## 生成内容
从含有“Guideline: the keypoint for each instance of the agave plant”的那一行起，一直到材料末尾，把这些行完整重写一遍，各行文字一并保留。其中作答部分的坐标数值要按0.75的比例缩放并四舍五入取整，恰为0.5时向上进位，图片不要放进回答里。

## 材料摘录
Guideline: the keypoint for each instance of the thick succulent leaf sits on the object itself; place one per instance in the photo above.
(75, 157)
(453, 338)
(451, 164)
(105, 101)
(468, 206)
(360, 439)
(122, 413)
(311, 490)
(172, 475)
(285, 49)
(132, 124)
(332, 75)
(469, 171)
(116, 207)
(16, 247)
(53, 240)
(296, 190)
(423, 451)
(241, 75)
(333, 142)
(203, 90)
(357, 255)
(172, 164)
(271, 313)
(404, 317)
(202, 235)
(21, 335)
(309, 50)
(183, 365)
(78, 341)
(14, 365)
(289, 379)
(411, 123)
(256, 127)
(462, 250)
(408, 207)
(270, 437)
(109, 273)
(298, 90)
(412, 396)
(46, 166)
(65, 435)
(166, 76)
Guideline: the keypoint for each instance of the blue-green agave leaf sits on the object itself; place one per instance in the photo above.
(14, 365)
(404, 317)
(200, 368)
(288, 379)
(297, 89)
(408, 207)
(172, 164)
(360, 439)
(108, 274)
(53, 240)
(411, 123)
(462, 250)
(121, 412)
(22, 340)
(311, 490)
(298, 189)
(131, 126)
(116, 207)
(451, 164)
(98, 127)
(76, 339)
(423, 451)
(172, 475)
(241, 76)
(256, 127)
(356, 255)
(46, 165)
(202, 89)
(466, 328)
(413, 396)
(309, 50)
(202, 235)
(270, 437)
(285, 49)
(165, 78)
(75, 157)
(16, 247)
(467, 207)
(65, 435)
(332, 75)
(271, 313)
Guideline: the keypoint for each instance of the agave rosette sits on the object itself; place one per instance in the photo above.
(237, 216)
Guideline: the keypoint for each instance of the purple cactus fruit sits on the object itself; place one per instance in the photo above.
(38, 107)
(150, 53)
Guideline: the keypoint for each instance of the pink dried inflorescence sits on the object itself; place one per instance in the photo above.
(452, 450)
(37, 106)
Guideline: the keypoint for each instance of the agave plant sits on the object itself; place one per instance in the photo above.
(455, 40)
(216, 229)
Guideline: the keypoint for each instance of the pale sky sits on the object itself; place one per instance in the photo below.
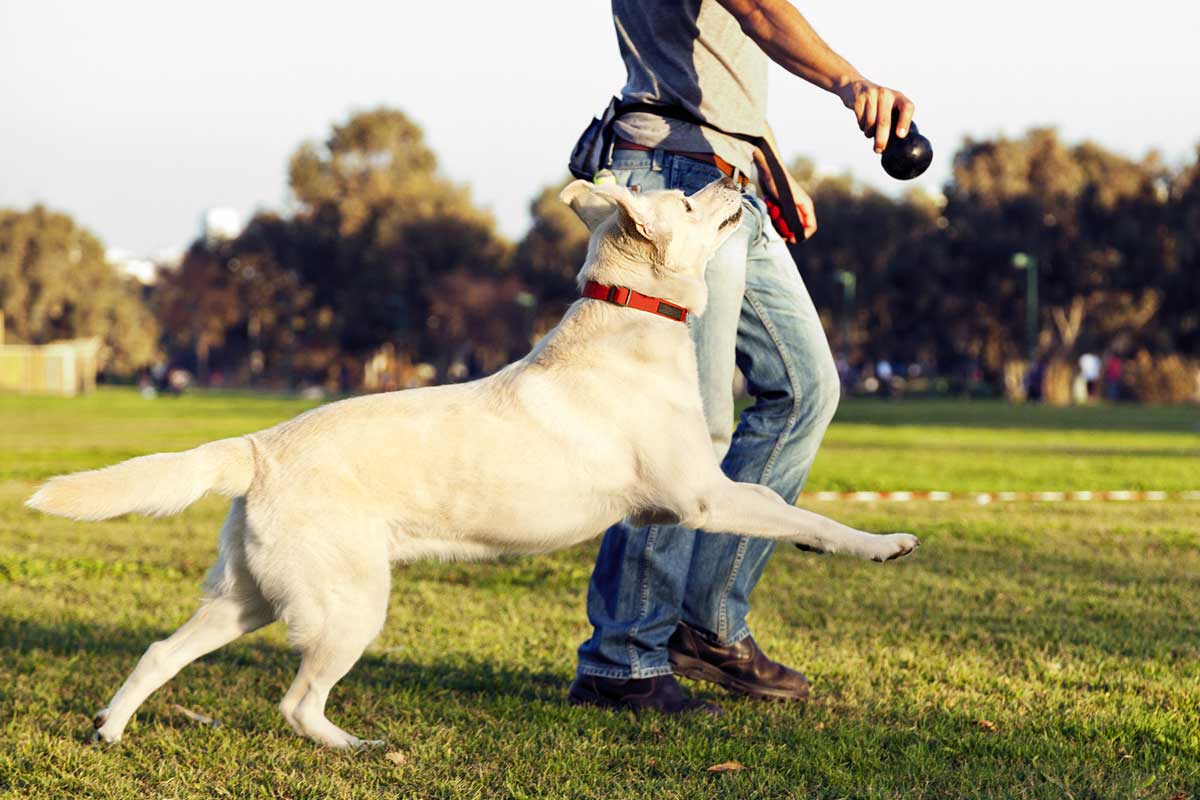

## 作答如下
Guideline: the keypoint for each instance of the agave plant sits on the object itself; place one per instance in the photo above.
(341, 30)
(162, 172)
Guideline: the keypoint for each instance of the pale sky sits on the object itself; place one per instance in the photo below.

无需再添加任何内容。